> What needs to be done:
At the line containing "[mark] the tree trunk", begin setting down the entries exactly, and stop only after the last line.

Stored items:
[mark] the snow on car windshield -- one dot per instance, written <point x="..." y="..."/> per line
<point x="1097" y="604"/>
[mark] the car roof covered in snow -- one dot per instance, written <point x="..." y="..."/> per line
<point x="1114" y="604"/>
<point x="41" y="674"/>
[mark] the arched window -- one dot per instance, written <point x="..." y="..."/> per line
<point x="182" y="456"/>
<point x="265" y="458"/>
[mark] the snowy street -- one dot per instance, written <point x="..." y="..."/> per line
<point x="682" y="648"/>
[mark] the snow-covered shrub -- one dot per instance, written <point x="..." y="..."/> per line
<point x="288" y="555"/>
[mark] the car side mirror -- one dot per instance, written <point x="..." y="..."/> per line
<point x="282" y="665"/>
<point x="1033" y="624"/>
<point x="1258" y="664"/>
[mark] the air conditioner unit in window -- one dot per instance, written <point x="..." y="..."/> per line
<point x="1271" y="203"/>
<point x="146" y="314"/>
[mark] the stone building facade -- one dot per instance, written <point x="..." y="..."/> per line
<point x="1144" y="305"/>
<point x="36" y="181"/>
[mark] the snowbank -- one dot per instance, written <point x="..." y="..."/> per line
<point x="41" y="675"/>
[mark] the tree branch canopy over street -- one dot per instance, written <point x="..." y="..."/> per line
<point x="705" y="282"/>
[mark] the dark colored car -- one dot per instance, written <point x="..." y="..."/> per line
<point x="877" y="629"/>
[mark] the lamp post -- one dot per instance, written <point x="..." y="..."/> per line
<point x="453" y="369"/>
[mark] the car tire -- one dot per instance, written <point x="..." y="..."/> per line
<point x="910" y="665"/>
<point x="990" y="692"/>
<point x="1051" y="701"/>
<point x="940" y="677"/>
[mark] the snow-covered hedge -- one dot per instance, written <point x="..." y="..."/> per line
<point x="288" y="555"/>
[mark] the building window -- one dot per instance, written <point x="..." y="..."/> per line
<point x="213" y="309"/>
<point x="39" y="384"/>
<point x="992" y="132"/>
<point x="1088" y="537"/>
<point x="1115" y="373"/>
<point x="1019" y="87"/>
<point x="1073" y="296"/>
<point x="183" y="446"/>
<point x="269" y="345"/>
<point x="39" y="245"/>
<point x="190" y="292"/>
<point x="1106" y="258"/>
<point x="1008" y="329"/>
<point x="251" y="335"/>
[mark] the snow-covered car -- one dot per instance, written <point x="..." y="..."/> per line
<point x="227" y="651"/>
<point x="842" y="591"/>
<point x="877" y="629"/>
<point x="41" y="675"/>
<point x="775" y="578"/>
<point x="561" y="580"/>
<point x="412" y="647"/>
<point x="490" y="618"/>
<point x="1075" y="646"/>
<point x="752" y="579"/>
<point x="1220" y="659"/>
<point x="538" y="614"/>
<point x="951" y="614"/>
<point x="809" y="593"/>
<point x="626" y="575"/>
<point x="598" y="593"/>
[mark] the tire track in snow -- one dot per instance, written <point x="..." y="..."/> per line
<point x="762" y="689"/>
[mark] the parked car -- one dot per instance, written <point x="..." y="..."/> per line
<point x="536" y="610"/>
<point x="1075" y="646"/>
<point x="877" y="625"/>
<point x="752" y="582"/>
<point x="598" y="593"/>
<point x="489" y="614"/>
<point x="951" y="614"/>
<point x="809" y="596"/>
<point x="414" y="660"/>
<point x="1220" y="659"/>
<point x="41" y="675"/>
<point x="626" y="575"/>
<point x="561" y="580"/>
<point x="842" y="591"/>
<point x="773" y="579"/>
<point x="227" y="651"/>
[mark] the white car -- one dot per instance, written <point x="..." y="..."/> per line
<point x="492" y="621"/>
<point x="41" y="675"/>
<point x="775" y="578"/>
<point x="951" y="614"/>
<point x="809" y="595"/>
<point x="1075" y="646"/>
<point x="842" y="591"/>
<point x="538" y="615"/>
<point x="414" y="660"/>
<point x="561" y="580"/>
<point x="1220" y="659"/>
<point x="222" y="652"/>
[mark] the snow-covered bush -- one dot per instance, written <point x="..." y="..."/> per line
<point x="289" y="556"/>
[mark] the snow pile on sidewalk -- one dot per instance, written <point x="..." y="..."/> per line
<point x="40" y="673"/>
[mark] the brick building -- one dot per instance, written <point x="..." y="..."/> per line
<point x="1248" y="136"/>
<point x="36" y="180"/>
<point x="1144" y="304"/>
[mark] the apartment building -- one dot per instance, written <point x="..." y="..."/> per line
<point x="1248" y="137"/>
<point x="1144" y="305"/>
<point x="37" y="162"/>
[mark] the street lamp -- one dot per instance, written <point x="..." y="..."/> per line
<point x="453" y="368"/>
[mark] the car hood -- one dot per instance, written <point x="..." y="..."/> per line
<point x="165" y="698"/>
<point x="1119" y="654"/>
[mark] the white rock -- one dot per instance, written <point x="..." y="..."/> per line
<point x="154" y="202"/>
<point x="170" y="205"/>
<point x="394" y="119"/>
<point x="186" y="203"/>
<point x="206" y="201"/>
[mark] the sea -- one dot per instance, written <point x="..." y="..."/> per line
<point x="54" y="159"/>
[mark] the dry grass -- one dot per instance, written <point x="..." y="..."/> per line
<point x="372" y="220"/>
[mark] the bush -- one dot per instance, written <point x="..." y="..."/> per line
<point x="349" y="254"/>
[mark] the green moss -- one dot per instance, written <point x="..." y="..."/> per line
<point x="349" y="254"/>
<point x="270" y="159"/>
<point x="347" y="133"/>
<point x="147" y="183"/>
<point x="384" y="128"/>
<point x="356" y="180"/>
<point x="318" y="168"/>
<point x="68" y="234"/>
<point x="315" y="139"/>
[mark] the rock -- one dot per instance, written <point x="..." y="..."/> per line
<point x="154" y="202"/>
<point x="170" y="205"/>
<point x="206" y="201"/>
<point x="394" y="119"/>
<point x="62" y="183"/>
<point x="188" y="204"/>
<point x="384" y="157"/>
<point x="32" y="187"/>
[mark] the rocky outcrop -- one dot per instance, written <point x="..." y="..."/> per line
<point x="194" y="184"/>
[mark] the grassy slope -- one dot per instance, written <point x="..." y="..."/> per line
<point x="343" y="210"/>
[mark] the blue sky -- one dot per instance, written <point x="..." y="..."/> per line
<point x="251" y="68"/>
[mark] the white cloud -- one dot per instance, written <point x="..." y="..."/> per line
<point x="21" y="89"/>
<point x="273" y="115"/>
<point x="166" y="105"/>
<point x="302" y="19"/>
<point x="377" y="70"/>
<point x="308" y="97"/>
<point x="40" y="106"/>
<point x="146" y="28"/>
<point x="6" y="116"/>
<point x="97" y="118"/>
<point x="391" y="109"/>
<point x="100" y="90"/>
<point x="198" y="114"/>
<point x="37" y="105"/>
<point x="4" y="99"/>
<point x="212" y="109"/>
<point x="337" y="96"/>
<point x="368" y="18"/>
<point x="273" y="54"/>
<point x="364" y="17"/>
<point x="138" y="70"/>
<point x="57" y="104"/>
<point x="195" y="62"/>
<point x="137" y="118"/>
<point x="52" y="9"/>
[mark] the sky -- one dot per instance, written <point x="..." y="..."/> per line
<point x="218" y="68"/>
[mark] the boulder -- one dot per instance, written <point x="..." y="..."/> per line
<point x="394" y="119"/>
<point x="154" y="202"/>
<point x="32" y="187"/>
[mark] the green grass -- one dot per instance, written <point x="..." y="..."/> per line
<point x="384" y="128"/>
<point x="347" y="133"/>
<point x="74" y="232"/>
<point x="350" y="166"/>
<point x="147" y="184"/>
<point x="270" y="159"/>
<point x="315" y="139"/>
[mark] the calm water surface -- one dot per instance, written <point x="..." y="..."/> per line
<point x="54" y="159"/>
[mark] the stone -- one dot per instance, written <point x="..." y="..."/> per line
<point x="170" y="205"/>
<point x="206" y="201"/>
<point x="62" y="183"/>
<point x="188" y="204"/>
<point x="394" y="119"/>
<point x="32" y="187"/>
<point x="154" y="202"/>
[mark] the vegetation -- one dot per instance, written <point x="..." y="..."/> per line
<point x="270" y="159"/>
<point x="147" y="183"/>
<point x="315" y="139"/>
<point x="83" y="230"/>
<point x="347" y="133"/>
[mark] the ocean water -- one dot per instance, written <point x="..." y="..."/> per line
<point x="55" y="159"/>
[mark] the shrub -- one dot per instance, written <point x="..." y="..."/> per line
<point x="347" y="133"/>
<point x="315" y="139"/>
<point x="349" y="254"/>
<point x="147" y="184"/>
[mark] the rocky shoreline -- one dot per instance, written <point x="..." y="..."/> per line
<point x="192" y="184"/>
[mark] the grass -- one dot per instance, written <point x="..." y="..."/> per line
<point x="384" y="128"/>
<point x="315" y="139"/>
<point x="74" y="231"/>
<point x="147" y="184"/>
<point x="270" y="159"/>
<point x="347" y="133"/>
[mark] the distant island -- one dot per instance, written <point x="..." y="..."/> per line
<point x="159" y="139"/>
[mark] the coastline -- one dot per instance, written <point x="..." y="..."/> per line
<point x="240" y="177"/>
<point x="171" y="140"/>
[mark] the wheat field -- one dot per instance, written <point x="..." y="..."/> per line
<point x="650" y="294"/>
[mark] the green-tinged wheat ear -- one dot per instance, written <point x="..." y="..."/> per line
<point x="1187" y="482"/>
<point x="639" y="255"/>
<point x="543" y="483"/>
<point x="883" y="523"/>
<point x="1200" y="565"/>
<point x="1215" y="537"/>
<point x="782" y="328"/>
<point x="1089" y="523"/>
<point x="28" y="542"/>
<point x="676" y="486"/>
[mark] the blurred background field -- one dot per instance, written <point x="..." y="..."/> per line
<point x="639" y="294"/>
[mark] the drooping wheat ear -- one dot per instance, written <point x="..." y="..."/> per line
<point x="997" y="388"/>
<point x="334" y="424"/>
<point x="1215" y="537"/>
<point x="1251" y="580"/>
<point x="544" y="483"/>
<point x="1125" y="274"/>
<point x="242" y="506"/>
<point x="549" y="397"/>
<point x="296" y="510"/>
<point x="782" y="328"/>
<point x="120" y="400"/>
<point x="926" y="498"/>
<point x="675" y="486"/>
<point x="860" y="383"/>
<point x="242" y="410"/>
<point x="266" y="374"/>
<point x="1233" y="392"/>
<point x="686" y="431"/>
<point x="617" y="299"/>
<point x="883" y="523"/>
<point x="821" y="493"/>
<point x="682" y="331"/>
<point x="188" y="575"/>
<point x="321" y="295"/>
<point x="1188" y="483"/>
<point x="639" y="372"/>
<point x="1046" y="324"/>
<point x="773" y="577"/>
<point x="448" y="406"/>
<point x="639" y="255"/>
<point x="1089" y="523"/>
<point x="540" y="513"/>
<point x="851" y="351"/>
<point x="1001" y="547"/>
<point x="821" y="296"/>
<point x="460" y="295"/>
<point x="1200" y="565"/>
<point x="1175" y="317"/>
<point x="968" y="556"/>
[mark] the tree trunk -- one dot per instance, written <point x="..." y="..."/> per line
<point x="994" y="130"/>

> Solution to this problem:
[mark] the tree trunk -- one dot per instance, written <point x="..." y="..."/> per line
<point x="994" y="130"/>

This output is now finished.